**Görev listesi**
1 - Cüveynî hakkındaki metne göre Sübkî, Cüveynî'nin ictihadlarını hangi eserinde toplamıştır?
2 - Cüveynî hakkındaki metni kaldığı yerden alıp sürdürün.

**Okunacak metin**
▼

Özellikle kelâm ve usûl-i fıkıh ilimlerinde otorite kabul edilir. Şâfiî mezhebine ait fıkıh ve usûl kitaplarında geçen “İmam” tabiriyle Cüveynî kastedilir. Bu ilimlerde sadece Şâfiî’ye bağlı kalmamış, bizzat kendisi de bazı ictihadlar yapmıştır. Sübkî onun bu ictihadlarını Şerh ‘alâ Muhtasarı İbn Hâcib adlı eserinde toplamıştır (Tabakât, c. 5, s. 192). Cüveynî’nin fıkhî görüşleri müstakil araştırmalara da konu olmuştur. Abdülazîm ed-Dîb’in Fıkhu İmâmi’l-Haremeyn (Devha 1405/1985) adlı eseri bu araştırmalardan biridir. Usûl ve hilâf ilimlerindeki yerini ise Cüveynî’nin el-Kâfiye fi’l-cedel adlı eserini neşreden Fevkıyye Hüseyin Mahmûd geniş olarak incelemiştir (nâşirin girişi, s. 26-144). Zehebî’nin, Cüveynî’yi hadiste zayıf ve yetersiz görerek tenkit etmesine karşılık Sübkî, bir iki hadiste hata yapmasının bu alanda zayıf olduğu mânasına gelmeyeceğini belirtir (Tabakât, c. 5, s. 187-188).

▲

**Çıkarılan veriler**
▼

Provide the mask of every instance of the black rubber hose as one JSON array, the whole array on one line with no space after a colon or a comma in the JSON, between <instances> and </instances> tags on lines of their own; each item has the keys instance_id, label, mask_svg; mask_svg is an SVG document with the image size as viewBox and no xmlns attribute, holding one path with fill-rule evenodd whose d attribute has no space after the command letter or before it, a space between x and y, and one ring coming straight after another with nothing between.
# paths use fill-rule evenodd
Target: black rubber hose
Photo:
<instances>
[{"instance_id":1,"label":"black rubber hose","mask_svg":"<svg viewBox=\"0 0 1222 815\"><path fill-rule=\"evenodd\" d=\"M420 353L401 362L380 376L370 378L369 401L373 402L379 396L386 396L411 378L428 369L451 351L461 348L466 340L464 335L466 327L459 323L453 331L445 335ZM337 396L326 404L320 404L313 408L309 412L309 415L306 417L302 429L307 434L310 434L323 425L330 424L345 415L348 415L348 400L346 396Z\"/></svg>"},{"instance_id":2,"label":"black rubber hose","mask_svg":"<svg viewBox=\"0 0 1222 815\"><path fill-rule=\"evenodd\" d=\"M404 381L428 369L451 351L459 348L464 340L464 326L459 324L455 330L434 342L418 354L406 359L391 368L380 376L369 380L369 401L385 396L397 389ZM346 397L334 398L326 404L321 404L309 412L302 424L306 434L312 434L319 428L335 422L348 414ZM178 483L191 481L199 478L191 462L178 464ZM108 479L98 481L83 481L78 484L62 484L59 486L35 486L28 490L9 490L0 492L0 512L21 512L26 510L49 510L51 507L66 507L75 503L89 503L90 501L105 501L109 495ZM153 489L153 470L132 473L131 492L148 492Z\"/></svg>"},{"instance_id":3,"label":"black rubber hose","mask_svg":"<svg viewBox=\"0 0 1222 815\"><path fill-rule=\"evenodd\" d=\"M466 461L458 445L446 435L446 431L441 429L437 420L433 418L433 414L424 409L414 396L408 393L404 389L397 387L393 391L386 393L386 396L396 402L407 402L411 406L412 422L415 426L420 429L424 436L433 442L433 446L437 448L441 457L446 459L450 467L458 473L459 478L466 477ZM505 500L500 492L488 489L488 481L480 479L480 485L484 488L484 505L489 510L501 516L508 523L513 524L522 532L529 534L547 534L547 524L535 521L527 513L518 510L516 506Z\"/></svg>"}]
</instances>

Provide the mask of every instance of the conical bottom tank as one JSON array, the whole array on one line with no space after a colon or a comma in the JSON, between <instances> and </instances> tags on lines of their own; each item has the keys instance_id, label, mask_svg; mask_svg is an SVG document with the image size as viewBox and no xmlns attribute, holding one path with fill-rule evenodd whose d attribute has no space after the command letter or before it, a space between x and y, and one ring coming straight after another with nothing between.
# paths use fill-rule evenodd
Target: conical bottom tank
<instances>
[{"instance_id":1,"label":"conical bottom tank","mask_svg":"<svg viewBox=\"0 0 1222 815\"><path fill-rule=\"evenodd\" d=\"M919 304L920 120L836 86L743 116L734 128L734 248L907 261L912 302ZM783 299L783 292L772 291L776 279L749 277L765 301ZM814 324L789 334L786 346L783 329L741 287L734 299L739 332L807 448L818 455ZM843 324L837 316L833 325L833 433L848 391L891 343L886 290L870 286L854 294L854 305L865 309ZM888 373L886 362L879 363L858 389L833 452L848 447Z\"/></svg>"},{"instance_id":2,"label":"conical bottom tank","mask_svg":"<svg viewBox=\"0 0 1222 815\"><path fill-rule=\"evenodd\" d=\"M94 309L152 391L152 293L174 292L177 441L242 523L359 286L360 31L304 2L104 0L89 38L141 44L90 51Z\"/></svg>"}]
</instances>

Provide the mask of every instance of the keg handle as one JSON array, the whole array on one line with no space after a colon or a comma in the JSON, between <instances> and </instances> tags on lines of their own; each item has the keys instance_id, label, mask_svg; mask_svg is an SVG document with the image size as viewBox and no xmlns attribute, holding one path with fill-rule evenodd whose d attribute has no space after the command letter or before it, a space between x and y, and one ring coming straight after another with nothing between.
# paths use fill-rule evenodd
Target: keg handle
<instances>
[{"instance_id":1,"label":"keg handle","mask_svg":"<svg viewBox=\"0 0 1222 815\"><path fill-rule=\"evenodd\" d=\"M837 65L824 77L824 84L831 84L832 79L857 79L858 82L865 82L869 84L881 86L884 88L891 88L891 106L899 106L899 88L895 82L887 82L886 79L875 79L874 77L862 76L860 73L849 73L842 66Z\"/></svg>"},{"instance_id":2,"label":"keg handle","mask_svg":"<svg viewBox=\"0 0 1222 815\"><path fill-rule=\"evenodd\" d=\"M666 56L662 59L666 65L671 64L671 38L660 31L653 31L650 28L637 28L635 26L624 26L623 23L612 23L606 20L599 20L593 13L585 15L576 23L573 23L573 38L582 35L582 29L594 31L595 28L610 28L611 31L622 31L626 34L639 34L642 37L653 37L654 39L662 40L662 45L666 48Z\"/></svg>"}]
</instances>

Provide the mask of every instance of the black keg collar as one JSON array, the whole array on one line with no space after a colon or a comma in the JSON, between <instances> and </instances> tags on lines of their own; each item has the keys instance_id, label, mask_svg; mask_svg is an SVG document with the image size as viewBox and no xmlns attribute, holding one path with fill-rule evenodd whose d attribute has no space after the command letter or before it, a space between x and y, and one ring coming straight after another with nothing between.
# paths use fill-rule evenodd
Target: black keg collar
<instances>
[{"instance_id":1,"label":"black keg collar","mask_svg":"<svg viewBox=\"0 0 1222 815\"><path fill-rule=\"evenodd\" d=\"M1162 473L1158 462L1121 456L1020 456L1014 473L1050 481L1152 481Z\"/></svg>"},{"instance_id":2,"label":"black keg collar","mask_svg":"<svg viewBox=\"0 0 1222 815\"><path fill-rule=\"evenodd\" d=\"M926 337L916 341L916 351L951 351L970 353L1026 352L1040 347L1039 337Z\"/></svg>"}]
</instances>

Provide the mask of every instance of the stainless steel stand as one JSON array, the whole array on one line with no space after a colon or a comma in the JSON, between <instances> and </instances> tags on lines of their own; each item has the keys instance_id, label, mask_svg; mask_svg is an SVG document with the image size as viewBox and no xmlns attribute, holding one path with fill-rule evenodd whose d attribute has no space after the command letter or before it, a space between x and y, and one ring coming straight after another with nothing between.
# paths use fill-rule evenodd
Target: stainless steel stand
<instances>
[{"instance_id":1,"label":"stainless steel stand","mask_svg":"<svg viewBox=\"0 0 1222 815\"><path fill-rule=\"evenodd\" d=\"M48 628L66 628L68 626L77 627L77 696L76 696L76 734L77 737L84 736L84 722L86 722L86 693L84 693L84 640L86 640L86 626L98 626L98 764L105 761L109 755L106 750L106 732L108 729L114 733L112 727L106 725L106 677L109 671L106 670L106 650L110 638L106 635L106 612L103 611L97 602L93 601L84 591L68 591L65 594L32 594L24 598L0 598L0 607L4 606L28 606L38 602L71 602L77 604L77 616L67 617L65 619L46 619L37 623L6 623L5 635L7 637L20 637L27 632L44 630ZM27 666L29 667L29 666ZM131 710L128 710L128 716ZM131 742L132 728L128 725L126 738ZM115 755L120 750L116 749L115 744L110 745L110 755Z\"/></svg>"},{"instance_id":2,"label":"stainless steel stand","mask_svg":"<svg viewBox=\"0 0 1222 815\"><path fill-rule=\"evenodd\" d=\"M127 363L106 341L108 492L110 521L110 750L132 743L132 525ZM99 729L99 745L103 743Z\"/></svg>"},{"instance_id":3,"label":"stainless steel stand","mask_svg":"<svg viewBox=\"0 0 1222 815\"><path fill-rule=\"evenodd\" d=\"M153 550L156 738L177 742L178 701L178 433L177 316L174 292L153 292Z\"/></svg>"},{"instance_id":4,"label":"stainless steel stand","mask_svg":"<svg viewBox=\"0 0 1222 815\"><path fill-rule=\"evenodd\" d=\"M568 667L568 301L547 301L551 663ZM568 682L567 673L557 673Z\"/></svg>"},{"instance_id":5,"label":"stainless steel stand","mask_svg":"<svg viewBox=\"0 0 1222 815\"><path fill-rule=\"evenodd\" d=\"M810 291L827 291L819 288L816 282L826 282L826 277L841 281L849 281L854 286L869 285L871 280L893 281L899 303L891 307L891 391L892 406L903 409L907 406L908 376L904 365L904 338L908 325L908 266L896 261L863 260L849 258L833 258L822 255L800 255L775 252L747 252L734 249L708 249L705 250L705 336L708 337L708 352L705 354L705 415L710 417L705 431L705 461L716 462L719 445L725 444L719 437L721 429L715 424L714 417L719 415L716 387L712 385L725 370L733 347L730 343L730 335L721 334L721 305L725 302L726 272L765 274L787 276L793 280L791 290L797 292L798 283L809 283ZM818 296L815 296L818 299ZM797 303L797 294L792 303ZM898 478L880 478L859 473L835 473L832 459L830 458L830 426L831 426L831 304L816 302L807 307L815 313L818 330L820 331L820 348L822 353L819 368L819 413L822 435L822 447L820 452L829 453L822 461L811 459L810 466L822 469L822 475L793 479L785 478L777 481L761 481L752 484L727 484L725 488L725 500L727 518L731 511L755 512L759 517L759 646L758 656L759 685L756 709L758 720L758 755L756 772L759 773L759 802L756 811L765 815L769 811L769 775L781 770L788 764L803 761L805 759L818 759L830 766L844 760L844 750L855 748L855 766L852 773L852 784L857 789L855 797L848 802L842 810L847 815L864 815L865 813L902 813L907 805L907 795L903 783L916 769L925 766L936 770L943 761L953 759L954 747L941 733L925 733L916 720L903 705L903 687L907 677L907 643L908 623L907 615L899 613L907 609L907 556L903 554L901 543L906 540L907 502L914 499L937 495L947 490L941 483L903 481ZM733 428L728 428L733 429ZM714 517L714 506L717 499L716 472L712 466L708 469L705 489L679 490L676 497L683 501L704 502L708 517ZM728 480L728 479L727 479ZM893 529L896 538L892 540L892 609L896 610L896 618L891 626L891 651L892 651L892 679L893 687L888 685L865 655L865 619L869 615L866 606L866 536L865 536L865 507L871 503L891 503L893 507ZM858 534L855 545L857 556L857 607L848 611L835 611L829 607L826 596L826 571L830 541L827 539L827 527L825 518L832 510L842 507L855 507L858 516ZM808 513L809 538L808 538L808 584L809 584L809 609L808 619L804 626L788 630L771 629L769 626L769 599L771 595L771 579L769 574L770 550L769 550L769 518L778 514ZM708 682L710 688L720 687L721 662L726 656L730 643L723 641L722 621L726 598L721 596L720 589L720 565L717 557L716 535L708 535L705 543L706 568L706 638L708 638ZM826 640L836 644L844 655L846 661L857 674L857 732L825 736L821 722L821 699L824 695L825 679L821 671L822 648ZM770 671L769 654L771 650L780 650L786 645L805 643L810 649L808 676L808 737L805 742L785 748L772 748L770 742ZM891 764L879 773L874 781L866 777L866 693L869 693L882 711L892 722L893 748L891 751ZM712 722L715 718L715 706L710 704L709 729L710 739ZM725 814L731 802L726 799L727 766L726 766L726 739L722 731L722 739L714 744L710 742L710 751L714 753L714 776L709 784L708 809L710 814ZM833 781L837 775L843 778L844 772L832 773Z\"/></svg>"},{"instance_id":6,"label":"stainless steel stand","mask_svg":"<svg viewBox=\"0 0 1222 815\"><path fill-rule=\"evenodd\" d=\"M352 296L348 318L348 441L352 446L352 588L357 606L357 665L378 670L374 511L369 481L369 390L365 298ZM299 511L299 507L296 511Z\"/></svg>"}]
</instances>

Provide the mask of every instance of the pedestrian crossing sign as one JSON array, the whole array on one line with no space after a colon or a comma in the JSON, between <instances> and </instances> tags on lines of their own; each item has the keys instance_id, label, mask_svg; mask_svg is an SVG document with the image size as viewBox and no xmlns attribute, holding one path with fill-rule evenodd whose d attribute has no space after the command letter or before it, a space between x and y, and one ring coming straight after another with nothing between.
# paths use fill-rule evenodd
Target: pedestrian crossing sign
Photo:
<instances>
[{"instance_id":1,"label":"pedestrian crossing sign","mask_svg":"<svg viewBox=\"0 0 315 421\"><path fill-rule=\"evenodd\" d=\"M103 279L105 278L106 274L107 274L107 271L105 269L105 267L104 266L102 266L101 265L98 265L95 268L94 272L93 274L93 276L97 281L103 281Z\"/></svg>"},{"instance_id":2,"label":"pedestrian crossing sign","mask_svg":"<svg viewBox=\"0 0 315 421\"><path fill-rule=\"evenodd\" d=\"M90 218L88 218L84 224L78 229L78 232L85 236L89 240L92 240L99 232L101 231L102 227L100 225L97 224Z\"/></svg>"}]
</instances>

▲

**Görev yanıtları**
1 - Şerh ‘alâ Muhtasarı İbn Hâcib adlı eserinde toplamıştır.

2 -
Öğretisi

Cüveynî, Eş’arî ekolüne bağlı bir kelâmcıdır. Dolayısıyla determinizmin reddi, fâil-i muhtar Tanrı anlayışı, kulun fiillerinde kâsib oluşu gibi Eş’arîliğin temel görüşlerini benimser. İlâhî sıfatların açıklamasında ilmî kariyerinin başlarında Ebû Hâşim el-Cübbâî’nin ahvâl teorisini kısmî değişikliklerle benimserken, ömrünün son yıllarında bu görüşünden vazgeçmiştir. Eş’arîlerin anlamlarda nedensellik görüşünü başlangıçta benimsemesine rağmen yine ömrünün son yıllarında kaleme aldığı el-Burhân fî usûli’l-fıkh adlı eserinde reddetmiştir. Yine daha önce yazdığı kelâm kitaplarında Tanrı’nın varlığını bilmenin dinen vacip olduğunu savunurken el-Burhân’da aklen vacip olduğunu savunarak Mu’tezilî görüşü tercih etmiştir. Kelâmcıların âlemin yaratılmışlığını hudûsa dayandırma yönteminde değişiklik yaparak âdet teorisini âlemin bütününün varlığına tatbik etmiş ve bir bütün olarak âlemin zorunsuzluğunun onun yaratılmışlığının en önemli delili olduğunu iddia etmiştir. Gâibin şâhide kıyası yöntemini reddederek Eş’arî kelâmında yöntem eleştirilerini başlatıp felsefî düşünceye de kapı aralamasıyla müteahhirûn dönemi hazırlamıştır.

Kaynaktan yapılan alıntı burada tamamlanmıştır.